● Source text
*****

= Kazarig =

Dynasty of rulers in Arabia

Kazarig (Aramaic: ܟܙܪܝܓ), was the name of a dynasty of rulers in the Land of Kedar (Arabia). The first Khazarig was, according to Sandilch, a son of Ernakh, after whom the Kutrigurs were named. Ernakh's other son was Utig after whom Sandilch's own Utigurs were named.

Perhaps unrelated, Kozar, the name of a Khazar ancestor in the Khazar correspondence, could mean "Goat-Herder" in Slavonic languages.

==Bar Hebraeus==
According to Bar Hebraeus and the Chronicle of Michael the Syrian, the name Kazarig was later adopted by one of three brothers (the others being Bulgarios and Drogo) who came from the Imaon mountains to rule Hunnish tribes in the East European grasslands in 583. Kotzarig's subjects became known as Khazars. His brother Bulgarios with 10,000 men acquired Dacia from Maurice (emperor) (582-602). The fate of the third brother is not mentioned.

*****

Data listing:
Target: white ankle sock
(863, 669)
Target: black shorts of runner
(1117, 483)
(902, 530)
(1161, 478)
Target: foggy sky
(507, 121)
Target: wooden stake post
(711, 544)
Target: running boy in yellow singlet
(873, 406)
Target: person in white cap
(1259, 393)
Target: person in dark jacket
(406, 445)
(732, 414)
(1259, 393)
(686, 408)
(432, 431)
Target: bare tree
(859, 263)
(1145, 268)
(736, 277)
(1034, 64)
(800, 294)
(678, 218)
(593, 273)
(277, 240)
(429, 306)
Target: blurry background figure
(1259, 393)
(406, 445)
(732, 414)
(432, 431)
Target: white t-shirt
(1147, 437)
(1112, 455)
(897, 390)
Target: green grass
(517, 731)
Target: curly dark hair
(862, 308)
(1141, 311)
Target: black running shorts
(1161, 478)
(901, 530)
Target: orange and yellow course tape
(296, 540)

*****

● To do
a. In the Kazarig text, how many men did Bulgarios have when he acquired Dacia?
b. Translate this sentence from the Kazarig text into Spanish: "The fate of the third brother is not mentioned."
c. Write the next part of the text on the Kazarig dynasty, starting after its final sentence.

● The responses
a. 10,000 men.

b. No se menciona el destino del tercer hermano.

c.
There is a frequently drawn parallel between these three brothers and the three brothers Shchek, Khoryv (Carpathia) and Kyi (who founded Kyiv in the 6th century) to whom the Khazars are said to be related.

===Interpretation===
The first Kazarig was the son of Ernakh whose Onogurs relocated in 463 seizing the lands of the Akatziroi after whom he named his son Kazarig. The report of Bar Hebraeus then refers mainly to events during Zabergan's rule of the Kutrigurs immediately following Sinnion and the dominance of the Avar conqueror Kandik. The Eurasian Avars arrived in 557. Tiberius II Constantine was acting for Justin at the time. The acquisition of Dacia was not immediate but was part of Maurice's Balkan campaigns where Zabergan was recruited into Empire service. Bulgarios should be identified with Sandilch and Kazarig with Zabergan taking their names from the tribes they ruled in the Sarmatian Steppe.

==Legacy==
The name is later given by Nikephoros I of Constantinople to one of the "sons" of Khagan Kubrat who, following a dispute with his brother Batbayan, established his rule in Bolghar.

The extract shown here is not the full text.